GIVEN INSTRUCTION A:
Return every row below that contains the string "head".

DOCUMENT EXCERPT:
Implementation of Graph Database using Neo4j on Historical Dataset

Mayanka
Nov 3, 2017
6 min read

Updated: Dec 12, 2017

Japan’s attack on Pearl Harbor in 1941 drew the United States into World War II and spawned a massive wave of shock and fear across the country. It prompted the U.S. government to round up and send more than 100,000 Japanese-Americans to internment camps. Between 110,000 and 120,000 Japanese-Americans, 70 percent of them born in the United States, were forced to leave their homes on the West Coast and incarcerated in makeshift camps in desolate areas until after the end of World War II.

Problem Statement

The National Archives and Records Administration (NARA) is the repository of our data. The dataset contains paper records of internal security cases and associated paper index cards for the 10 Relocation Centers. These records have not been released to the public due to access restrictions on some of the records. The National Archives wants to use the metadata extracted from the index cards so that they can identify index cards with information about internees under the age of 18 years old, which should not be released to the public.

(Pointing records)
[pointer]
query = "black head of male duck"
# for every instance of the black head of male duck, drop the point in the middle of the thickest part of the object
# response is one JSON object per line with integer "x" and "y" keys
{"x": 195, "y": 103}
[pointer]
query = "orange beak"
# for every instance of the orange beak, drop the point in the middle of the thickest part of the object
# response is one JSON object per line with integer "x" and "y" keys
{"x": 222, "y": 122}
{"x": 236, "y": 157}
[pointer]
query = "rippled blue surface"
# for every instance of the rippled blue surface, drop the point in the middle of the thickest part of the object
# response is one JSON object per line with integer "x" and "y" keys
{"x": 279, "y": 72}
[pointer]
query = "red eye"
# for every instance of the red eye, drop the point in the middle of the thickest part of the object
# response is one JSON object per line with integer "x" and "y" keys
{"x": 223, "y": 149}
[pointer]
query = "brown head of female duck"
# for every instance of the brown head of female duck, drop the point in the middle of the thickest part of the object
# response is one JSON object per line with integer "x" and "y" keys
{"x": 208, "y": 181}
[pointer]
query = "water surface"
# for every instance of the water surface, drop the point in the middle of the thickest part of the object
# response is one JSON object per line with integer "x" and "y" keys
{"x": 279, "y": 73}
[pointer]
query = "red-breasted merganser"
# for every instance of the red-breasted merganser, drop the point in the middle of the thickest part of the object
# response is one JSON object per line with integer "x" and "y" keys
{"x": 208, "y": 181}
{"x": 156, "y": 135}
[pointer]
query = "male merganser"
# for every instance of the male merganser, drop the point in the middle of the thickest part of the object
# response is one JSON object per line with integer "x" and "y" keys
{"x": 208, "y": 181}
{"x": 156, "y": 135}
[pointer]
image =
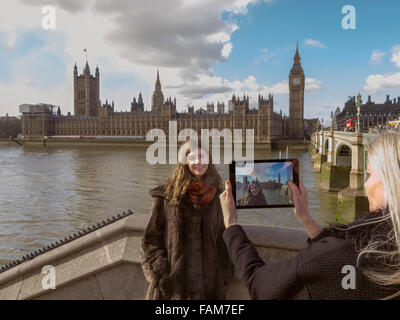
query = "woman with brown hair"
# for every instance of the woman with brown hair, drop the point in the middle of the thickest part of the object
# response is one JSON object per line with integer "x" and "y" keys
{"x": 184, "y": 255}
{"x": 253, "y": 195}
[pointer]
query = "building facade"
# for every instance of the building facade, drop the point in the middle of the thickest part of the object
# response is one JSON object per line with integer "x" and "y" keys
{"x": 93, "y": 119}
{"x": 371, "y": 114}
{"x": 296, "y": 99}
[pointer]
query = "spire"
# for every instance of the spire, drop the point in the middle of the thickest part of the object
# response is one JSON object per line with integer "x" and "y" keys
{"x": 158, "y": 83}
{"x": 87, "y": 69}
{"x": 297, "y": 59}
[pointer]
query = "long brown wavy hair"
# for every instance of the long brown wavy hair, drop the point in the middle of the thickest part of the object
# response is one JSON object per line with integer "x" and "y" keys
{"x": 177, "y": 183}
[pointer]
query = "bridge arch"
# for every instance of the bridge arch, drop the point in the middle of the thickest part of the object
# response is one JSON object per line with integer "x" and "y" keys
{"x": 343, "y": 155}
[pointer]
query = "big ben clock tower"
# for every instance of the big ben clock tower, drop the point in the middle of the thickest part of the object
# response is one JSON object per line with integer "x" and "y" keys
{"x": 296, "y": 99}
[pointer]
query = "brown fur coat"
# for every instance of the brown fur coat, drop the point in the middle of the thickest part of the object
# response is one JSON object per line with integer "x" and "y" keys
{"x": 183, "y": 252}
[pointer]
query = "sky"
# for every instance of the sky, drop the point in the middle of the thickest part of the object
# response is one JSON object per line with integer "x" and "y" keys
{"x": 205, "y": 51}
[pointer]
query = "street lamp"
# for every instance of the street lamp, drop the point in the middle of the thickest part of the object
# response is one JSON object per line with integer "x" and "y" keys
{"x": 358, "y": 105}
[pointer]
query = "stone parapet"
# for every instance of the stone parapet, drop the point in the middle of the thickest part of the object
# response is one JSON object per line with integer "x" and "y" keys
{"x": 105, "y": 263}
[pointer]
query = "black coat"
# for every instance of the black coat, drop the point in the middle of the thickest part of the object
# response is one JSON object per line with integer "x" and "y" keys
{"x": 183, "y": 253}
{"x": 318, "y": 271}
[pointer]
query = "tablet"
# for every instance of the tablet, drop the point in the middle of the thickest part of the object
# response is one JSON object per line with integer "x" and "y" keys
{"x": 263, "y": 183}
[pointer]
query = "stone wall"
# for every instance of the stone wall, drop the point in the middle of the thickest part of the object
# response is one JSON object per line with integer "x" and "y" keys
{"x": 105, "y": 264}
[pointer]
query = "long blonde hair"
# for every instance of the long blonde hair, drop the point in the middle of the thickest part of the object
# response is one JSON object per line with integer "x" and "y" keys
{"x": 384, "y": 158}
{"x": 177, "y": 183}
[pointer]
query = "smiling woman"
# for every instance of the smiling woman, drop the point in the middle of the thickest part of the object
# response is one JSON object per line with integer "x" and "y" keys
{"x": 184, "y": 234}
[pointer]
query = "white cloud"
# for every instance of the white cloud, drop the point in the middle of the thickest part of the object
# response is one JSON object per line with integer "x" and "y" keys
{"x": 396, "y": 55}
{"x": 313, "y": 85}
{"x": 375, "y": 82}
{"x": 377, "y": 56}
{"x": 314, "y": 43}
{"x": 265, "y": 56}
{"x": 226, "y": 50}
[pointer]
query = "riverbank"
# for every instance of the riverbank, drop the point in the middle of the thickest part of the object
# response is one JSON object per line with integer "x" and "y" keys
{"x": 276, "y": 145}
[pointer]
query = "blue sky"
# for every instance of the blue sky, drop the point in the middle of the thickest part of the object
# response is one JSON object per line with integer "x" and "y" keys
{"x": 252, "y": 51}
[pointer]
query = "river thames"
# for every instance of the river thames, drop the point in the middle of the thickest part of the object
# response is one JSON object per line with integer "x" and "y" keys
{"x": 49, "y": 193}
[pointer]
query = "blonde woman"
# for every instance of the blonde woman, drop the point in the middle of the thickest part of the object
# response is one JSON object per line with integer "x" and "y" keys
{"x": 356, "y": 261}
{"x": 184, "y": 255}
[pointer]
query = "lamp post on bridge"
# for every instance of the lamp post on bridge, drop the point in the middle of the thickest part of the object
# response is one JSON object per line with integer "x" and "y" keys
{"x": 358, "y": 106}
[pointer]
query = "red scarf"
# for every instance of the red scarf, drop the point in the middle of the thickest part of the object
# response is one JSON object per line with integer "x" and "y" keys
{"x": 201, "y": 193}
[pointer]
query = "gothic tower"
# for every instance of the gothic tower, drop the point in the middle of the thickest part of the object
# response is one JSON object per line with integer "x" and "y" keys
{"x": 86, "y": 92}
{"x": 296, "y": 99}
{"x": 158, "y": 97}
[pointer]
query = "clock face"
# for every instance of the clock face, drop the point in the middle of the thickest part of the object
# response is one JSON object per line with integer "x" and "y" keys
{"x": 296, "y": 80}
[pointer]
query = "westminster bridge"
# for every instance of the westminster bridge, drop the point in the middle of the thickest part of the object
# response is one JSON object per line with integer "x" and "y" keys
{"x": 341, "y": 158}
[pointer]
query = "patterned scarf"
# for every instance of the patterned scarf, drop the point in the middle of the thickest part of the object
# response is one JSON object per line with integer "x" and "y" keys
{"x": 201, "y": 193}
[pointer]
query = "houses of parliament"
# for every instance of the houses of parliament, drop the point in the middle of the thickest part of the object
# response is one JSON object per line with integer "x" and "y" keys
{"x": 91, "y": 118}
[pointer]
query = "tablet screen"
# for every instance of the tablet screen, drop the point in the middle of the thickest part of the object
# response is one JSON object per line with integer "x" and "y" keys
{"x": 264, "y": 183}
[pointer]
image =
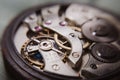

GIVEN INSTRUCTION B:
Decide whether each statement agrees with the Neo4j article above. Answer yes or no for each, and quote the words of the article that decide it.
(i) More than 100,000 Japanese-Americans were sent to internment camps.
(ii) The paper records of internal security cases have already been released to the public.
(iii) The index cards cover 12 Relocation Centers.

FINISHED ANSWER A:
query = "black head of male duck"
# for every instance of the black head of male duck, drop the point in the middle of the thickest part of the object
query = "brown head of female duck"
# for every instance of the brown head of female duck, drop the point in the middle of the thickest part of the object

FINISHED ANSWER B:
(i) Yes: "send more than 100,000 Japanese-Americans to internment camps"
(ii) No: "These records have not been released to the public due to access restrictions on some of the records."
(iii) No: "associated paper index cards for the 10 Relocation Centers"